* INSTRUCTIONS TO FOLLOW *
In this exercise, reproduce all the entries that follow exactly.

Entries from a point annotation set:

· · · · · · ·

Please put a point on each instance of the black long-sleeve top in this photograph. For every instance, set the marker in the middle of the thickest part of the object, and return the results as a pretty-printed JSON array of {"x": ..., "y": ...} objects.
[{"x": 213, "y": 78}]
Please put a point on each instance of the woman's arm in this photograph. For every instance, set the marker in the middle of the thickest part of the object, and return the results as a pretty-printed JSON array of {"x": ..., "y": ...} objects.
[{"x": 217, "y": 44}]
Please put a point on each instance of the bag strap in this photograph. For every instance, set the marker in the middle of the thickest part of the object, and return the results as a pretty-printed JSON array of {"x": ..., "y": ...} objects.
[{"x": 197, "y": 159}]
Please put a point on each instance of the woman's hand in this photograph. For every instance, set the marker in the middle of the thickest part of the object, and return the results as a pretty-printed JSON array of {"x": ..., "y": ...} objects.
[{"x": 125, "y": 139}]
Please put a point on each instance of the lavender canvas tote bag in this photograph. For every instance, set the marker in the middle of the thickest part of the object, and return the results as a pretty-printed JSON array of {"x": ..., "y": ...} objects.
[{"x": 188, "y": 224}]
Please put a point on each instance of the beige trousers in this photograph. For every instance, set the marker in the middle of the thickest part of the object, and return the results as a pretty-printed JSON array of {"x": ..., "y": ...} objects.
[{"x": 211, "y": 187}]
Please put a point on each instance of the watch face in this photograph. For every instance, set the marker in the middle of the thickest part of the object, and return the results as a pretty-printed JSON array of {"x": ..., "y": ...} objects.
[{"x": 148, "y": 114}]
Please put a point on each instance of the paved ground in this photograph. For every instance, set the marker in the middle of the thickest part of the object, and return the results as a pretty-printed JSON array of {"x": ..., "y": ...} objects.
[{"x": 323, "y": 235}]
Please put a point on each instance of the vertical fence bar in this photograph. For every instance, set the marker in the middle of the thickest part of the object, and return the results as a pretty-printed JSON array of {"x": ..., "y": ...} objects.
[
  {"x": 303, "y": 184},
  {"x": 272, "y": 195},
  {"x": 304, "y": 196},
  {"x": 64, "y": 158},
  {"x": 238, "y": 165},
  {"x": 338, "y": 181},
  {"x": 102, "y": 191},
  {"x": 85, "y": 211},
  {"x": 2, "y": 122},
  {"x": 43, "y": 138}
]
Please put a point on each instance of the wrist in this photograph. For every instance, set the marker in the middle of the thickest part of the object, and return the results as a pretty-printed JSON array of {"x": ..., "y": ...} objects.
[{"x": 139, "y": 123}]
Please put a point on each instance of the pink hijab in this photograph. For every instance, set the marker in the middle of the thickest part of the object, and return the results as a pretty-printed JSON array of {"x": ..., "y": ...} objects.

· · · · · · ·

* ANSWER TO THIS PROBLEM *
Please put a point on each instance of the black long-sleeve top in this photograph. For every instance, set the marker in the middle of the thickest part of the object, and return the results as a pretty-printed JSON array of {"x": ..., "y": ...} objects.
[{"x": 213, "y": 78}]
Please put a point on each instance of the woman's arm in this photograph. For every instance, set the marker in the middle of the thickest part of the object, and return the results as a pretty-printed JSON array of {"x": ..., "y": ...} objects.
[{"x": 217, "y": 44}]
Please put a point on each instance of the bag strap in this photograph. For every instance, set the marker in the middle of the thickest part of the object, and return the results as a pretty-printed JSON array of {"x": ..., "y": ...} objects.
[{"x": 197, "y": 159}]
Please put a point on each instance of the woman's hand in this photograph. For every instance, set the marker in the middle of the thickest part of the object, and return the results as a pretty-printed JSON array of {"x": ..., "y": ...} objects.
[{"x": 125, "y": 139}]
Please put a point on each instance of the lavender canvas tote bag in this photograph. For every instance, set the marker in the middle of the thickest part of the object, and return the results as a pretty-printed JSON array of {"x": ..., "y": ...} objects.
[{"x": 188, "y": 224}]
Please put a point on each instance of the beige trousers in this photograph. For every instance, set the marker in the middle of the thickest part of the object, and return the results as a pretty-printed JSON array of {"x": ..., "y": ...} objects.
[{"x": 211, "y": 187}]
Please put a point on each instance of the watch face in this photograph. For every instance, set the marker in the middle of the thickest part of the object, and return the results as a pretty-printed JSON array of {"x": ..., "y": ...} objects.
[{"x": 148, "y": 114}]
Please put a point on each instance of the paved ground in this photograph. For every instance, set the marker in the middle of the thickest part of the object, and return the results as a pretty-printed JSON array of {"x": ..., "y": ...} objects.
[{"x": 323, "y": 235}]
Please put a point on each instance of the vertical fence bar in this photograph. For every instance, set the marker in the middle of the thickest part of the object, and return the results as a pretty-printed JSON array of {"x": ..., "y": ...} objects.
[
  {"x": 303, "y": 184},
  {"x": 272, "y": 195},
  {"x": 304, "y": 196},
  {"x": 64, "y": 158},
  {"x": 238, "y": 165},
  {"x": 338, "y": 181},
  {"x": 102, "y": 191},
  {"x": 85, "y": 211},
  {"x": 2, "y": 122},
  {"x": 43, "y": 138}
]
Please put a point on each instance of the wrist in this photograph. For every instance, set the marker in the middle of the thickest part of the object, and return the results as a pretty-printed JSON array of {"x": ..., "y": ...} objects.
[{"x": 139, "y": 123}]
Please put a point on each instance of the pink hijab in this photograph. For every instance, set the marker in the middle of the thickest part of the object, and return the results as a pretty-printed JSON array of {"x": ..., "y": ...} objects.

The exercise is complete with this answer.